## Problema planteado 1
Identifica y copia cada línea de los registros que contenga la palabra "derrick", teniendo en cuenta mayúsculas y minúsculas.

## Texto dado

========================

De una forma u otra, aparte de las metáforas nietzscheanas, se erigía la cuestión, tan aguda en la posguerra, de la canalización de las energías. Para Antonio Candido, tantear esas fuerzas irrefrenables, que Nietzsche sugería que fueran explotadas al máximo, sería tarea no de los especialistas, es decir, de los psicólogos, sino de los poetas y de los escritores. “Não à toa”, dice Candido en su hermoso texto de homenaje a Nietzsche, Freud fuera una “espécie de ponte entre o mundo da arte e o da ciência; entre os processos positivos de análise e a intuição estética” (Observador 82). Es decir, sería necesario, siempre, exclamar al poeta para acercarse al núcleo de esas fuerzas incontrolables, que son tan importantes como amenazadoras.

Pero, ¿quién es ese Antonio Candido ilustrado que, viendo a lo lejos los escombros de la civilización europea (que por la demás conociera de pequeño, cuando vivió en Berlín, en el entreguerra), da voz justamente a Nietzsche, es decir, al que proponía, sin rodeos, la reactivación de la energía contra las contenciones artificiales del comportamiento y del hábito? ¿Quién es ese crítico que, dotado de la más serena y disciplinada actitud crítica, repentinamente da atención a las fuerzas oscuras del alma, como abogando por una causa perdida en aquella posguerra?

Creo que allí existe, ante todo, una cuestión formal bastante profunda. Es que Nietzsche, en opinión de Candido, había escrito en

… aforismos e cânticos, a fim de que tudo o que borbulha não fosse canalizado pelo desenho geométrico dos tratados; e para que a filosofia não renunciasse ao privilégio da permanente aventura, a troco da estabilidade que se obtém fechando os olhos ante a fuga vertiginosa das coisas (Observador 84).

El pasaje es poético y termina en el elogio de Nietzsche a la figura del Peregrino, el eterno viajero que no para, ni “nunca vende a alma ao estável”, como dice Candido, interpretando al filósofo alemán. En su ensayo, el crítico brasileño cita el último párrafo de la primera parte del Humano, demasiado humano, donde Nietzsche anuncia a los filósofos “aventureros”, es decir, aquellos que buscan una especie de conocimiento auroral, que llevaría menos a la revelación y más a aquella luz pálida e incierta que surge en las primeras horas de la mañana.

========================

Extracto del conjunto de datos:
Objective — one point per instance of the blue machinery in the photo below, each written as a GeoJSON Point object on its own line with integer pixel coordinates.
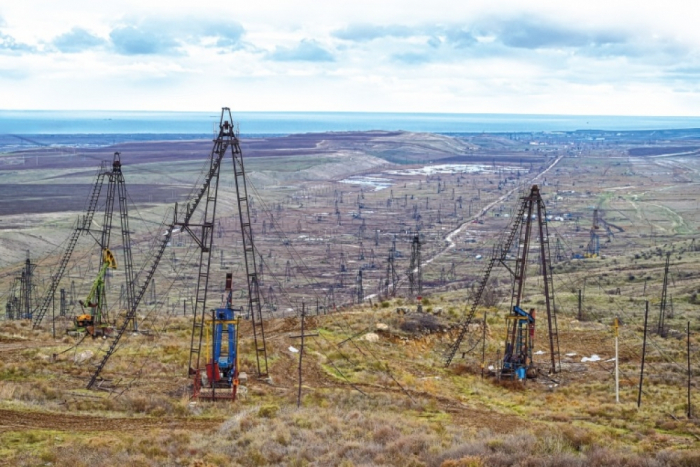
{"type": "Point", "coordinates": [220, 378]}
{"type": "Point", "coordinates": [520, 336]}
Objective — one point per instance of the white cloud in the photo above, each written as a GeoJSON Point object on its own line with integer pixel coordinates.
{"type": "Point", "coordinates": [498, 56]}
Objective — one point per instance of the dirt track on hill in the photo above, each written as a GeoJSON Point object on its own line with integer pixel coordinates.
{"type": "Point", "coordinates": [11, 420]}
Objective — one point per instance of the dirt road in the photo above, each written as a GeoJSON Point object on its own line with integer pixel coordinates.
{"type": "Point", "coordinates": [11, 420]}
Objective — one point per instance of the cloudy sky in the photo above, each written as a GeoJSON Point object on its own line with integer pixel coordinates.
{"type": "Point", "coordinates": [614, 57]}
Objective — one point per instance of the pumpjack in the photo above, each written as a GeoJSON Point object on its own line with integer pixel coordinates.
{"type": "Point", "coordinates": [94, 305]}
{"type": "Point", "coordinates": [520, 337]}
{"type": "Point", "coordinates": [221, 347]}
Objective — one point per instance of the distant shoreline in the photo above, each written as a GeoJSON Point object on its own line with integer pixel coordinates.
{"type": "Point", "coordinates": [258, 124]}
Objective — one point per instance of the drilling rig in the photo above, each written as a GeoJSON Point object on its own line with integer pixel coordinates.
{"type": "Point", "coordinates": [593, 248]}
{"type": "Point", "coordinates": [221, 351]}
{"type": "Point", "coordinates": [520, 324]}
{"type": "Point", "coordinates": [93, 318]}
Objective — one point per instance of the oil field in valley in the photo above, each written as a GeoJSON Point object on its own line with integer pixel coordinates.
{"type": "Point", "coordinates": [351, 299]}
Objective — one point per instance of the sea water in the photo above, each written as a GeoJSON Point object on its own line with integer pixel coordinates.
{"type": "Point", "coordinates": [38, 122]}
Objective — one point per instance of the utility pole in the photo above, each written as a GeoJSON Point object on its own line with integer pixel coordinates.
{"type": "Point", "coordinates": [415, 273]}
{"type": "Point", "coordinates": [360, 291]}
{"type": "Point", "coordinates": [644, 349]}
{"type": "Point", "coordinates": [302, 336]}
{"type": "Point", "coordinates": [580, 303]}
{"type": "Point", "coordinates": [616, 325]}
{"type": "Point", "coordinates": [661, 330]}
{"type": "Point", "coordinates": [688, 351]}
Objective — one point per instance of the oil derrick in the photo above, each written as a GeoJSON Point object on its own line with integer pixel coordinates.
{"type": "Point", "coordinates": [116, 190]}
{"type": "Point", "coordinates": [271, 300]}
{"type": "Point", "coordinates": [391, 278]}
{"type": "Point", "coordinates": [363, 228]}
{"type": "Point", "coordinates": [288, 272]}
{"type": "Point", "coordinates": [593, 248]}
{"type": "Point", "coordinates": [500, 253]}
{"type": "Point", "coordinates": [12, 306]}
{"type": "Point", "coordinates": [63, 304]}
{"type": "Point", "coordinates": [361, 254]}
{"type": "Point", "coordinates": [343, 265]}
{"type": "Point", "coordinates": [226, 142]}
{"type": "Point", "coordinates": [203, 237]}
{"type": "Point", "coordinates": [262, 269]}
{"type": "Point", "coordinates": [415, 272]}
{"type": "Point", "coordinates": [661, 328]}
{"type": "Point", "coordinates": [73, 294]}
{"type": "Point", "coordinates": [360, 294]}
{"type": "Point", "coordinates": [26, 290]}
{"type": "Point", "coordinates": [82, 226]}
{"type": "Point", "coordinates": [558, 251]}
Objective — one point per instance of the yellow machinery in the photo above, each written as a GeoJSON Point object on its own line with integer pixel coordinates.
{"type": "Point", "coordinates": [90, 320]}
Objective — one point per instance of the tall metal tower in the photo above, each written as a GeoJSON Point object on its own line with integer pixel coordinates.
{"type": "Point", "coordinates": [661, 329]}
{"type": "Point", "coordinates": [391, 279]}
{"type": "Point", "coordinates": [415, 271]}
{"type": "Point", "coordinates": [359, 289]}
{"type": "Point", "coordinates": [521, 227]}
{"type": "Point", "coordinates": [202, 234]}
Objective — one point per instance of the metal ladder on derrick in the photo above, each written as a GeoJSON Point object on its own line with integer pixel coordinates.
{"type": "Point", "coordinates": [548, 280]}
{"type": "Point", "coordinates": [499, 253]}
{"type": "Point", "coordinates": [81, 226]}
{"type": "Point", "coordinates": [254, 303]}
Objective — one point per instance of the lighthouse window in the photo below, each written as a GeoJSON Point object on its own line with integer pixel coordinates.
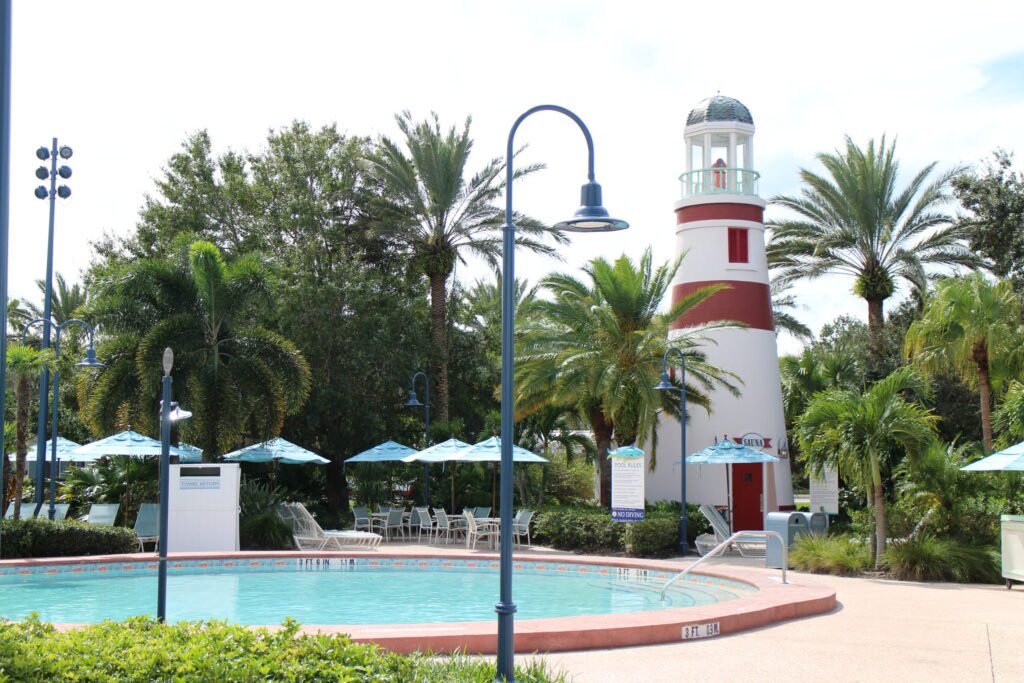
{"type": "Point", "coordinates": [737, 245]}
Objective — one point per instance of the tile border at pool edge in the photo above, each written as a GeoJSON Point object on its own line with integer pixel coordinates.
{"type": "Point", "coordinates": [773, 602]}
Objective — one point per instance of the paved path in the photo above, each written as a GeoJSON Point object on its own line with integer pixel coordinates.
{"type": "Point", "coordinates": [881, 631]}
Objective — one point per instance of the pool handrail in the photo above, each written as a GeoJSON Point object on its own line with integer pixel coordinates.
{"type": "Point", "coordinates": [720, 548]}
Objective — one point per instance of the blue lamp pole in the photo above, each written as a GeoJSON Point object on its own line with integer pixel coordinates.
{"type": "Point", "coordinates": [590, 217]}
{"type": "Point", "coordinates": [415, 402]}
{"type": "Point", "coordinates": [667, 385]}
{"type": "Point", "coordinates": [89, 361]}
{"type": "Point", "coordinates": [64, 191]}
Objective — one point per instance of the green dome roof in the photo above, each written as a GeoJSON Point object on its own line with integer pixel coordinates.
{"type": "Point", "coordinates": [720, 108]}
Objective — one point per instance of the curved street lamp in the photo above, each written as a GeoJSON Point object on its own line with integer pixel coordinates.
{"type": "Point", "coordinates": [667, 385]}
{"type": "Point", "coordinates": [590, 217]}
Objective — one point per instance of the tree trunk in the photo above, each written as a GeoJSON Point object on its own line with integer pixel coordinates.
{"type": "Point", "coordinates": [876, 341]}
{"type": "Point", "coordinates": [22, 440]}
{"type": "Point", "coordinates": [438, 336]}
{"type": "Point", "coordinates": [985, 392]}
{"type": "Point", "coordinates": [602, 436]}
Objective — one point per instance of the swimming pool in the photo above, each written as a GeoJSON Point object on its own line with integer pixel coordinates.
{"type": "Point", "coordinates": [346, 590]}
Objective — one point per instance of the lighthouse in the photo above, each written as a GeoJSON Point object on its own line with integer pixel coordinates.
{"type": "Point", "coordinates": [720, 228]}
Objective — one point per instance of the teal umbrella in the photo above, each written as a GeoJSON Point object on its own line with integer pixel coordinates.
{"type": "Point", "coordinates": [278, 451]}
{"type": "Point", "coordinates": [386, 452]}
{"type": "Point", "coordinates": [1008, 460]}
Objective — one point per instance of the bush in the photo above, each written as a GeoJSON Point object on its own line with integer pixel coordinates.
{"type": "Point", "coordinates": [42, 538]}
{"type": "Point", "coordinates": [838, 555]}
{"type": "Point", "coordinates": [931, 558]}
{"type": "Point", "coordinates": [141, 649]}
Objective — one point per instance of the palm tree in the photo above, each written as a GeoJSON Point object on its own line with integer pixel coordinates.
{"type": "Point", "coordinates": [855, 222]}
{"type": "Point", "coordinates": [598, 346]}
{"type": "Point", "coordinates": [25, 365]}
{"type": "Point", "coordinates": [853, 432]}
{"type": "Point", "coordinates": [442, 216]}
{"type": "Point", "coordinates": [238, 378]}
{"type": "Point", "coordinates": [970, 327]}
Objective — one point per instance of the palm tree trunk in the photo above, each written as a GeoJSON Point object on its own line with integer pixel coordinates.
{"type": "Point", "coordinates": [876, 328]}
{"type": "Point", "coordinates": [438, 336]}
{"type": "Point", "coordinates": [985, 392]}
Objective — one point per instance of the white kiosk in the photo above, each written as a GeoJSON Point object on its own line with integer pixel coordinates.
{"type": "Point", "coordinates": [204, 508]}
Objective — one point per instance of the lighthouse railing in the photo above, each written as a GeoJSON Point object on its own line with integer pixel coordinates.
{"type": "Point", "coordinates": [720, 180]}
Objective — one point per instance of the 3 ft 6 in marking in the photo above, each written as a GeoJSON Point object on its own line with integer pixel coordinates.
{"type": "Point", "coordinates": [699, 631]}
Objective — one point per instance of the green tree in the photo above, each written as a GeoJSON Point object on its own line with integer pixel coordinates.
{"type": "Point", "coordinates": [854, 221]}
{"type": "Point", "coordinates": [598, 344]}
{"type": "Point", "coordinates": [854, 432]}
{"type": "Point", "coordinates": [971, 327]}
{"type": "Point", "coordinates": [25, 365]}
{"type": "Point", "coordinates": [442, 216]}
{"type": "Point", "coordinates": [994, 227]}
{"type": "Point", "coordinates": [238, 378]}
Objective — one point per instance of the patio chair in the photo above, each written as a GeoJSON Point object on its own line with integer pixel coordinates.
{"type": "Point", "coordinates": [361, 519]}
{"type": "Point", "coordinates": [147, 525]}
{"type": "Point", "coordinates": [102, 514]}
{"type": "Point", "coordinates": [391, 522]}
{"type": "Point", "coordinates": [520, 526]}
{"type": "Point", "coordinates": [475, 530]}
{"type": "Point", "coordinates": [309, 536]}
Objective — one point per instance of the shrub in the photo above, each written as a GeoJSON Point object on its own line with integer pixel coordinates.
{"type": "Point", "coordinates": [838, 555]}
{"type": "Point", "coordinates": [141, 649]}
{"type": "Point", "coordinates": [931, 558]}
{"type": "Point", "coordinates": [42, 538]}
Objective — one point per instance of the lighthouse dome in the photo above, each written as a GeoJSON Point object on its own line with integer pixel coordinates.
{"type": "Point", "coordinates": [719, 108]}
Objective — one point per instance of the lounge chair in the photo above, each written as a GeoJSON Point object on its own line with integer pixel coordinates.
{"type": "Point", "coordinates": [476, 530]}
{"type": "Point", "coordinates": [147, 525]}
{"type": "Point", "coordinates": [309, 536]}
{"type": "Point", "coordinates": [102, 514]}
{"type": "Point", "coordinates": [520, 527]}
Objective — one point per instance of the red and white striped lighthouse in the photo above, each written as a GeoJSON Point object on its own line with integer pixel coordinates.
{"type": "Point", "coordinates": [720, 227]}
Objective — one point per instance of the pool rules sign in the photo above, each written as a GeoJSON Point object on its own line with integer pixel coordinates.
{"type": "Point", "coordinates": [627, 484]}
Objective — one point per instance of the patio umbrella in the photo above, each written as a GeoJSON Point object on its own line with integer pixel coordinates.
{"type": "Point", "coordinates": [1008, 460]}
{"type": "Point", "coordinates": [276, 451]}
{"type": "Point", "coordinates": [730, 453]}
{"type": "Point", "coordinates": [386, 452]}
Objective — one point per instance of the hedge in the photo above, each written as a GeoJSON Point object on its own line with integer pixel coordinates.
{"type": "Point", "coordinates": [590, 528]}
{"type": "Point", "coordinates": [142, 649]}
{"type": "Point", "coordinates": [42, 538]}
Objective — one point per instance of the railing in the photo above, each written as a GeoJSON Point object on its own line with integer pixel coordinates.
{"type": "Point", "coordinates": [720, 548]}
{"type": "Point", "coordinates": [723, 180]}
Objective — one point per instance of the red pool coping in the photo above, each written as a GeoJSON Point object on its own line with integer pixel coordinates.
{"type": "Point", "coordinates": [772, 602]}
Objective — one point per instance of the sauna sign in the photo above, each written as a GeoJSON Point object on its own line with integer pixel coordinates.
{"type": "Point", "coordinates": [627, 484]}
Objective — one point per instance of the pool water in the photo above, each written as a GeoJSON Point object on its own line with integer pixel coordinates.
{"type": "Point", "coordinates": [344, 591]}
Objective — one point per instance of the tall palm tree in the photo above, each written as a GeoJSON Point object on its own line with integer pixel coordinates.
{"type": "Point", "coordinates": [853, 432]}
{"type": "Point", "coordinates": [854, 221]}
{"type": "Point", "coordinates": [441, 215]}
{"type": "Point", "coordinates": [598, 346]}
{"type": "Point", "coordinates": [238, 378]}
{"type": "Point", "coordinates": [25, 365]}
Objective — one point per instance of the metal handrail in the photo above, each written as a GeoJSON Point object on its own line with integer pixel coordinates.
{"type": "Point", "coordinates": [725, 544]}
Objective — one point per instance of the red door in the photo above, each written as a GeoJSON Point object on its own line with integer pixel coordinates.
{"type": "Point", "coordinates": [747, 492]}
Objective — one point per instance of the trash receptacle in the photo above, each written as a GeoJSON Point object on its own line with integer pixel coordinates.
{"type": "Point", "coordinates": [788, 525]}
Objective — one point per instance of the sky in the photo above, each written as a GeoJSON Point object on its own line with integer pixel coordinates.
{"type": "Point", "coordinates": [123, 83]}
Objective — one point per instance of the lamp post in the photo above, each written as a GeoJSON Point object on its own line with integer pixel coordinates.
{"type": "Point", "coordinates": [590, 217]}
{"type": "Point", "coordinates": [415, 402]}
{"type": "Point", "coordinates": [667, 385]}
{"type": "Point", "coordinates": [64, 191]}
{"type": "Point", "coordinates": [89, 361]}
{"type": "Point", "coordinates": [169, 412]}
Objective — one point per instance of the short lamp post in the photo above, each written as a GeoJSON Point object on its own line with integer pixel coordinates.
{"type": "Point", "coordinates": [89, 361]}
{"type": "Point", "coordinates": [169, 412]}
{"type": "Point", "coordinates": [667, 385]}
{"type": "Point", "coordinates": [590, 217]}
{"type": "Point", "coordinates": [64, 191]}
{"type": "Point", "coordinates": [415, 402]}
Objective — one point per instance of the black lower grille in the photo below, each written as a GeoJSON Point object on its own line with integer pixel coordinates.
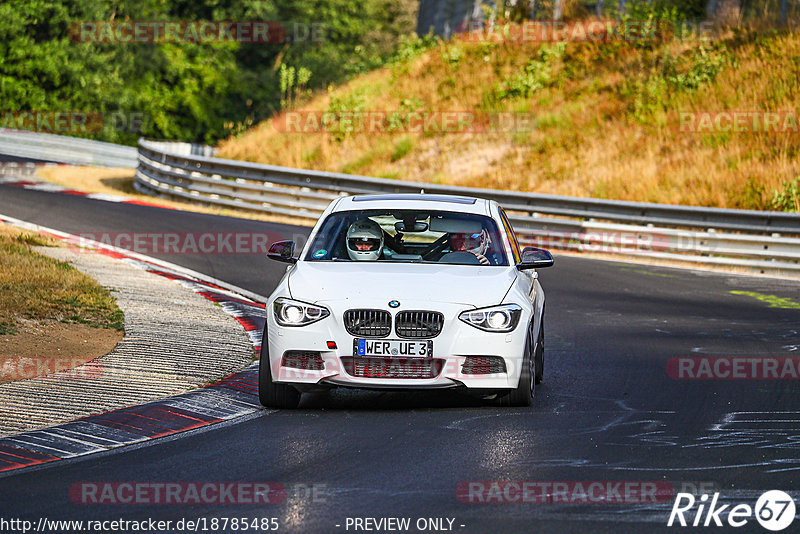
{"type": "Point", "coordinates": [483, 365]}
{"type": "Point", "coordinates": [419, 324]}
{"type": "Point", "coordinates": [392, 367]}
{"type": "Point", "coordinates": [368, 323]}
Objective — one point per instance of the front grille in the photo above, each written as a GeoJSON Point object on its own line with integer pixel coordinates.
{"type": "Point", "coordinates": [392, 367]}
{"type": "Point", "coordinates": [307, 360]}
{"type": "Point", "coordinates": [368, 323]}
{"type": "Point", "coordinates": [419, 324]}
{"type": "Point", "coordinates": [483, 365]}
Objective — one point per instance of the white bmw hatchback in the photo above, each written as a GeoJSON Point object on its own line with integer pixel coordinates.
{"type": "Point", "coordinates": [406, 292]}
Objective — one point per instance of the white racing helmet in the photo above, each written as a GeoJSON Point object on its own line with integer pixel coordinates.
{"type": "Point", "coordinates": [477, 242]}
{"type": "Point", "coordinates": [364, 240]}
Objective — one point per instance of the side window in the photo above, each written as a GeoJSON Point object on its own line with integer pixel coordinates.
{"type": "Point", "coordinates": [512, 237]}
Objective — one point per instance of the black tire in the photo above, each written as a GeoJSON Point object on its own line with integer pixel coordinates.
{"type": "Point", "coordinates": [539, 355]}
{"type": "Point", "coordinates": [270, 394]}
{"type": "Point", "coordinates": [526, 389]}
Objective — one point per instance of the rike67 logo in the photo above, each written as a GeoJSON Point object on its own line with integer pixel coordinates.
{"type": "Point", "coordinates": [774, 511]}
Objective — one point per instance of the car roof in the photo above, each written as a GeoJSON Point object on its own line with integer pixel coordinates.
{"type": "Point", "coordinates": [419, 201]}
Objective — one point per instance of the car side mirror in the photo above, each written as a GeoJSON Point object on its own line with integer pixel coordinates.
{"type": "Point", "coordinates": [535, 258]}
{"type": "Point", "coordinates": [282, 251]}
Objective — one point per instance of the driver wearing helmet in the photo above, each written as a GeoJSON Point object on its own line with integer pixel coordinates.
{"type": "Point", "coordinates": [364, 240]}
{"type": "Point", "coordinates": [477, 243]}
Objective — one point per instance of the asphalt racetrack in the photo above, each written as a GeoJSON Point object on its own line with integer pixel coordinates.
{"type": "Point", "coordinates": [612, 410]}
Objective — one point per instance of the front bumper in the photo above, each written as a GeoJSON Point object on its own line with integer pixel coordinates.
{"type": "Point", "coordinates": [456, 342]}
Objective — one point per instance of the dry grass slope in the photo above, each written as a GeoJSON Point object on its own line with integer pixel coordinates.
{"type": "Point", "coordinates": [606, 120]}
{"type": "Point", "coordinates": [35, 287]}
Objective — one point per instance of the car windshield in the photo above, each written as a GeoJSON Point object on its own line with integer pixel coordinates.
{"type": "Point", "coordinates": [417, 236]}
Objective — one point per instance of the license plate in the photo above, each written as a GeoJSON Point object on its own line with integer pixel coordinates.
{"type": "Point", "coordinates": [399, 348]}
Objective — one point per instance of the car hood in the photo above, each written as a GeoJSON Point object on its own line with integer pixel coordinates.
{"type": "Point", "coordinates": [380, 282]}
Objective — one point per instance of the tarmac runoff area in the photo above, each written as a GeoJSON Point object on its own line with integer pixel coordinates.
{"type": "Point", "coordinates": [175, 340]}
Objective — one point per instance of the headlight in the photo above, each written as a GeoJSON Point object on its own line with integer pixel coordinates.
{"type": "Point", "coordinates": [290, 312]}
{"type": "Point", "coordinates": [502, 318]}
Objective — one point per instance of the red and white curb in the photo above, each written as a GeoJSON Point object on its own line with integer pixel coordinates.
{"type": "Point", "coordinates": [232, 397]}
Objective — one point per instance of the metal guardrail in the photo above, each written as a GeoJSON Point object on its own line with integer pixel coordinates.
{"type": "Point", "coordinates": [65, 149]}
{"type": "Point", "coordinates": [766, 241]}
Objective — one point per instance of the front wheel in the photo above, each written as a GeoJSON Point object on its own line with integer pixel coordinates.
{"type": "Point", "coordinates": [525, 390]}
{"type": "Point", "coordinates": [271, 394]}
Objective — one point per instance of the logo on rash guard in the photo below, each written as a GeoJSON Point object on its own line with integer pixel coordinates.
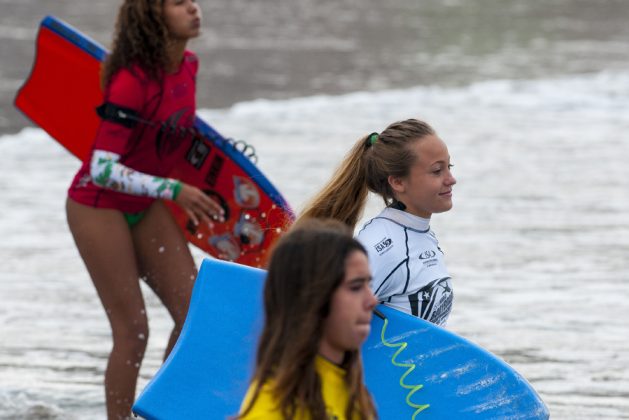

========================

## Problema planteado 2
Indica si cada afirmación coincide con el texto sobre Candido y Nietzsche, respondiendo sí o no y citando literalmente las palabras del texto que lo deciden. (a) Candido vivió en Berlín cuando era pequeño. (b) Según Candido, explorar esas fuerzas irrefrenables sería tarea de los psicólogos. (c) Candido cita el último párrafo de la primera parte de Humano, demasiado humano.

## Salida completa 1
Objective — one point per instance of the oil derrick in the photo above, each written as a GeoJSON Point object on its own line with integer pixel coordinates.
Objective — one point per instance of the metal ladder on derrick in the photo above, each written as a GeoJSON Point object on its own line with integer pixel coordinates.

## Salida completa 2
(a) Sí: «cuando vivió en Berlín, en el entreguerra».
(b) No: «sería tarea no de los especialistas, es decir, de los psicólogos, sino de los poetas y de los escritores».
(c) Sí: «cita el último párrafo de la primera parte del Humano, demasiado humano».